Reading passage:
# Scalable Global Grid catalogue for LHC Run3 and beyond

**Authors:** M Martinez Pedreira, C Grigoras (for the ALICE Collaboration)

arXiv: 1704.05272 · 2019-08-13

## TL;DR

This paper discusses enhancing the scalability and performance of the AliEn file catalogue for the LHC by evaluating new backend solutions like distributed key-value stores, ensuring efficient growth and access.

## Contribution

It introduces architectural improvements and evaluates alternative backend technologies to improve the scalability of the global grid catalogue.

## Key findings

- Distributed key-value stores outperform relational databases in scalability.
- Schema simplification maintains functionality while enhancing performance.
- Benchmark results support adoption of new backend solutions.

Data excerpt:
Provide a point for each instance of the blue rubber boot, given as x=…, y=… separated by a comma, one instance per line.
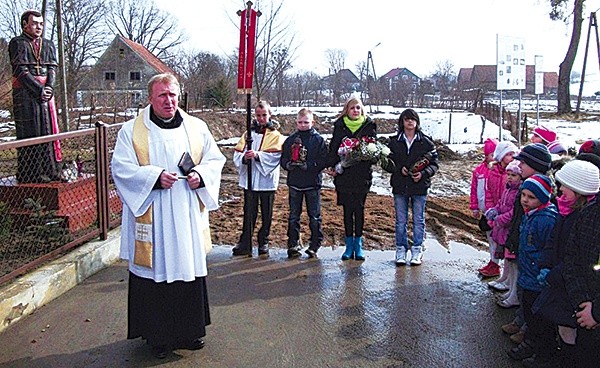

What to work on: Extend the summary of the paper on the scalable global Grid catalogue for LHC Run3, starting after its last key finding.

Exercise result:
## Abstract

The AliEn (ALICE Environment) file catalogue is a global unique namespace providing mapping between a UNIX-like logical name structure and the corresponding physical files distributed over 80 storage elements worldwide. Powerful search tools and hierarchical metadata information are integral parts of the system and are used by the Grid jobs as well as local users to store and access all files on the Grid storage elements. The catalogue has been in production since 2005 and over the past 11 years has grown to more than 2 billion logical file names. The backend is a set of distributed relational databases, ensuring smooth growth and fast access. Due to the anticipated fast future growth, we are looking for ways to enhance the performance and scalability by simplifying the catalogue schema while keeping the functionality intact. We investigated different backend solutions, such as distributed key value stores, as replacement for the relational database. This contribution covers the architectural changes in the system, together with the technology evaluation, benchmark results and conclusions.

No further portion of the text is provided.